■ ТЕКСТ ЗАДАНИЯ:
Масштабируйте все приведённые ниже строки и перепишите их целиком. В каждой точке ответа умножьте координаты x и y на 1,65 и округлите до целого, причём половины округляйте в большую сторону. Остальной текст строк оставьте без изменений.

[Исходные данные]
■ ■ ■
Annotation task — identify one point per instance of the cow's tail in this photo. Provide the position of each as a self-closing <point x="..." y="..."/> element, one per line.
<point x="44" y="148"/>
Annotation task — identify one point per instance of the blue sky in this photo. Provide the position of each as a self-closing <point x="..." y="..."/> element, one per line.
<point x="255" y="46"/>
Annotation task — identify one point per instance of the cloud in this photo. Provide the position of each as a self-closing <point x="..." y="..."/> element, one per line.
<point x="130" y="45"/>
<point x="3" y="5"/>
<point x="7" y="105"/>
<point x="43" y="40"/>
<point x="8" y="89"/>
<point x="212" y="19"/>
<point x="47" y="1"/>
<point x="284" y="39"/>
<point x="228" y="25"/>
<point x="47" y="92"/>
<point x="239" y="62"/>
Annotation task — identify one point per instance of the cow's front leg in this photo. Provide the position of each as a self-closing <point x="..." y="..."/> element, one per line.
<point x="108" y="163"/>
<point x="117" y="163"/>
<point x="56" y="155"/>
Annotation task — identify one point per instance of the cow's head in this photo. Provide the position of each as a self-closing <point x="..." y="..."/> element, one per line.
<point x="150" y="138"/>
■ ■ ■
■ РЕШЕНИЕ ЗАДАЧИ:
Annotation task — identify one point per instance of the cow's tail in this photo. Provide the position of each as a self-closing <point x="..." y="..."/> element, one per line.
<point x="73" y="244"/>
Annotation task — identify one point per instance of the blue sky in this photo. Provide the position of each as a self-closing <point x="..." y="..."/> element, one per line.
<point x="421" y="76"/>
Annotation task — identify one point per instance of the cloud in this photo. Provide the position of each as a self-closing <point x="..." y="..."/> element, one per line.
<point x="215" y="74"/>
<point x="5" y="8"/>
<point x="12" y="173"/>
<point x="71" y="66"/>
<point x="13" y="147"/>
<point x="350" y="31"/>
<point x="78" y="2"/>
<point x="469" y="64"/>
<point x="376" y="41"/>
<point x="78" y="152"/>
<point x="394" y="102"/>
Annotation task — identify one point per instance of the cow's front leg in this photo. Provide the position of each as a self-closing <point x="..." y="..."/> element, one per line.
<point x="178" y="269"/>
<point x="193" y="269"/>
<point x="92" y="256"/>
Annotation task — identify one point per instance of the cow's head in this photo. Provide the position of each as a self-closing <point x="..." y="..."/> element, one per line.
<point x="248" y="228"/>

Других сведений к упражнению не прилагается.